*Dataset records*:

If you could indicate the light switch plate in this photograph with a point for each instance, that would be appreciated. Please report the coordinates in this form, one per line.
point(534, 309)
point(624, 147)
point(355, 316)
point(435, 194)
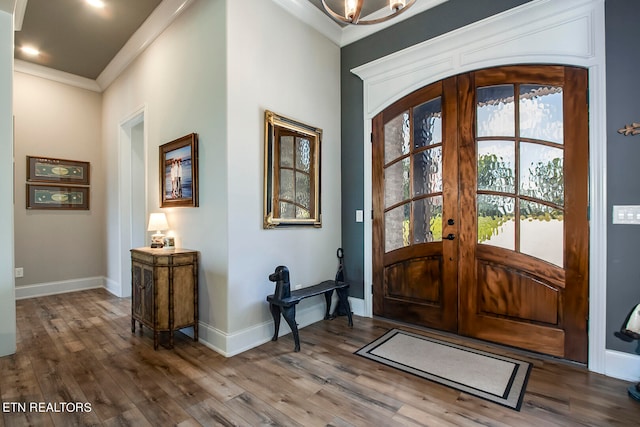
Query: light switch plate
point(626, 214)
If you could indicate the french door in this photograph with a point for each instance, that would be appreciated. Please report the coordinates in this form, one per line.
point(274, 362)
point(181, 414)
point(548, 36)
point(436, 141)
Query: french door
point(480, 192)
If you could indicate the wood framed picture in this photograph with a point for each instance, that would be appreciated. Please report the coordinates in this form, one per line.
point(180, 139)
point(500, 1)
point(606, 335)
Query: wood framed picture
point(46, 169)
point(41, 196)
point(179, 172)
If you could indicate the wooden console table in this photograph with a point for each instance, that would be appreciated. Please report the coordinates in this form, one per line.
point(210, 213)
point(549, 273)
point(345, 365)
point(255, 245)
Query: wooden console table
point(164, 291)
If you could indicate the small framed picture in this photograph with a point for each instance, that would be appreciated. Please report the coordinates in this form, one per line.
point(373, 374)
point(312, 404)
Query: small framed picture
point(179, 172)
point(57, 197)
point(46, 169)
point(169, 242)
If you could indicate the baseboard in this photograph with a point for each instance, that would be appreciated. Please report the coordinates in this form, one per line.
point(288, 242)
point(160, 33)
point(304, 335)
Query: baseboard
point(624, 366)
point(235, 343)
point(113, 287)
point(357, 306)
point(53, 288)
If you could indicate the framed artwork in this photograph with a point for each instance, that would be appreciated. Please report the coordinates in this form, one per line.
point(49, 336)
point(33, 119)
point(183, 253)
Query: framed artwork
point(179, 172)
point(291, 173)
point(45, 169)
point(57, 197)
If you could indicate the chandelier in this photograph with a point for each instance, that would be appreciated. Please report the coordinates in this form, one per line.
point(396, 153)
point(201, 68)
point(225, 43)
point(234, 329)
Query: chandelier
point(353, 8)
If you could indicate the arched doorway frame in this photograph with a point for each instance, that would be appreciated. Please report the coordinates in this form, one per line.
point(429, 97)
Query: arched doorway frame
point(571, 32)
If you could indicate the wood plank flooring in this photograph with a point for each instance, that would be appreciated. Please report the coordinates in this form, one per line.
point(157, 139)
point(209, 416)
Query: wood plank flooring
point(79, 348)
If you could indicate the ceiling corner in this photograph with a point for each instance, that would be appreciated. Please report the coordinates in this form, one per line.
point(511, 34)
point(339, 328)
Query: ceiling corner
point(18, 14)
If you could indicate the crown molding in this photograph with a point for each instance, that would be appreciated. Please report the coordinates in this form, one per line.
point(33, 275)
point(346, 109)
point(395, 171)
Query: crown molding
point(55, 75)
point(342, 36)
point(159, 20)
point(18, 14)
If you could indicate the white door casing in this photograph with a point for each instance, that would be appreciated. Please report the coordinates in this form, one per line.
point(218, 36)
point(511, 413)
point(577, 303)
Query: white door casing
point(570, 32)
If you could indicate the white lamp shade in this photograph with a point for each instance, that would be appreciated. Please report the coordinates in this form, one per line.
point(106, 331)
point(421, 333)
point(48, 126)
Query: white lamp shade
point(158, 222)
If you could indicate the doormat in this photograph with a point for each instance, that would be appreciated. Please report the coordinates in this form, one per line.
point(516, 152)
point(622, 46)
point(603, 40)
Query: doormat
point(496, 378)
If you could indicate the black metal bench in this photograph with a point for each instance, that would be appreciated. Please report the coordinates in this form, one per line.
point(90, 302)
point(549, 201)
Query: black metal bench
point(287, 305)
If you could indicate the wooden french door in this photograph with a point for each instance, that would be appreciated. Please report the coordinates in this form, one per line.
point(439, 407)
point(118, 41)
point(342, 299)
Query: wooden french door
point(480, 193)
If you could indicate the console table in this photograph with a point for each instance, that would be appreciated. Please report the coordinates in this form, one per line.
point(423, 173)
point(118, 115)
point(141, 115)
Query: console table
point(164, 291)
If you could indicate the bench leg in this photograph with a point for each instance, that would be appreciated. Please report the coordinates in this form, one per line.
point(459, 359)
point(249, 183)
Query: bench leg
point(289, 314)
point(275, 312)
point(327, 298)
point(343, 301)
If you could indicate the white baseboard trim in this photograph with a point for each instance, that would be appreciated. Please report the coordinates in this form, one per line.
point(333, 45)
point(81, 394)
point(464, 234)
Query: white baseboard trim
point(53, 288)
point(357, 307)
point(235, 343)
point(624, 366)
point(113, 287)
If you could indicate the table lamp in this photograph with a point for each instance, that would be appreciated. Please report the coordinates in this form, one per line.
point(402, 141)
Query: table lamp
point(157, 223)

*Aim of the exercise*:
Write out all the records again, swapping every "photograph" for "image" and changing nothing else. Leave the pictures out.

*Output for this task*:
If you could indicate the light switch plate in this image with a point for each instance, that would be appreciated. Please report the coordinates in this form, one per line.
point(534, 309)
point(624, 147)
point(355, 316)
point(435, 194)
Query: light switch plate
point(626, 214)
If you could indicate the french door in this image with a point for each instance, that would be appreciated. Please report the coordinates in this form, one per line.
point(274, 362)
point(181, 414)
point(548, 36)
point(436, 141)
Query: french door
point(480, 192)
If you could indicate the wood framed picture in this image with a point for each instance, that would be appreciated. Please report the coordinates in this form, one per line.
point(180, 139)
point(500, 1)
point(606, 335)
Query: wood framed picture
point(46, 169)
point(41, 196)
point(179, 172)
If you could indicate the wooden console table in this image with a point for each instance, that would be appreciated. Please report the coordinates in this form, one per line.
point(210, 213)
point(549, 273)
point(345, 365)
point(255, 245)
Query: wooden console table
point(164, 291)
If you could indicate the small framed picture in this image with a point for each instance, that would be appreciated. Please report the coordinates in this form, one per line.
point(373, 374)
point(312, 404)
Query: small framed picture
point(179, 172)
point(57, 197)
point(46, 169)
point(169, 242)
If you could indicate the baseboard in this image with a point for each instance, that would be appreciated. Please report the coordinates in this form, one per line.
point(288, 242)
point(160, 33)
point(304, 335)
Query: baseboard
point(624, 366)
point(235, 343)
point(113, 287)
point(357, 306)
point(53, 288)
If you could indicate the framed artwork in this image with a point for each instance, that would be appreciated. Please report the coordinates in this form, one per line.
point(49, 336)
point(33, 119)
point(183, 253)
Query: framed artwork
point(179, 172)
point(291, 173)
point(45, 169)
point(57, 197)
If you could indicate the chandelier in this image with a point for each instance, that would be appreciated. Please report the coordinates in this form, one per line.
point(396, 153)
point(201, 68)
point(225, 43)
point(234, 329)
Query: chandelier
point(353, 8)
If you could indicate the arched doorway frame in this image with a point for each instance, that would be appreciated. Please report the coordinates in this form, one per line.
point(429, 97)
Query: arched doorway frame
point(571, 32)
If you could indicate the wood plank flooring in this image with a point for each instance, that would be appreciated. Please report the coordinates in this form, one per line.
point(157, 139)
point(209, 416)
Query: wood plank flooring
point(79, 348)
If you could indicate the ceiling corner in this image with a point for each instance, that would be appreciated. Please report the coordinates in this form, one per line.
point(511, 34)
point(339, 328)
Query: ceiling corner
point(18, 14)
If you could indicate the crown molding in this image with a point for each instance, that would be appreciated. Please report the coordinates in this form, one per line.
point(33, 275)
point(346, 109)
point(395, 171)
Query: crown molding
point(55, 75)
point(342, 36)
point(159, 20)
point(18, 14)
If you could indicate the white door casing in this image with a point for each instance, that would be appreciated. Please report the coordinates in this form, one per line.
point(218, 36)
point(511, 413)
point(577, 303)
Query: white door casing
point(570, 32)
If you could indicate the white lamp shade in this image with a point for each instance, that would be appreciated. Please report the coordinates in this form, one per line.
point(106, 331)
point(421, 333)
point(48, 126)
Query: white lamp shade
point(158, 222)
If you could indicate the doormat in this image with a point for each instance, that would be appreciated. Please report the coordinates in this form, one per line.
point(516, 152)
point(622, 46)
point(603, 40)
Query: doormat
point(496, 378)
If you could indicate the black metal bench in this image with a point for each instance, that would be appreciated. Please report the coordinates in this form, one per line.
point(90, 302)
point(549, 201)
Query: black metal bench
point(287, 305)
If you could indicate the wooden french door in this image with a point for each instance, that would be appreciated. Please report the coordinates in this form, one per line.
point(439, 407)
point(118, 41)
point(342, 299)
Query: wooden french door
point(480, 193)
If you could indicate the console table in this image with a point for each instance, that would be appreciated. Please report the coordinates in this form, one per line.
point(423, 173)
point(118, 115)
point(141, 115)
Query: console table
point(164, 291)
If you could indicate the bench leg in this image with a point for each instance, that would be appreciated. Please report the coordinates in this form, one per line.
point(459, 359)
point(249, 183)
Query: bench leg
point(289, 314)
point(275, 312)
point(327, 298)
point(343, 301)
If you could indicate the white baseboard trim in this image with a point for each instance, that would be appreciated. Please report the coordinates in this form, one per line.
point(333, 45)
point(81, 394)
point(464, 234)
Query: white baseboard trim
point(53, 288)
point(357, 307)
point(235, 343)
point(624, 366)
point(113, 287)
If you could indicate the table lamp in this image with a point for each instance, that would be appreciated. Please report the coordinates in this form, one per line.
point(402, 141)
Query: table lamp
point(157, 223)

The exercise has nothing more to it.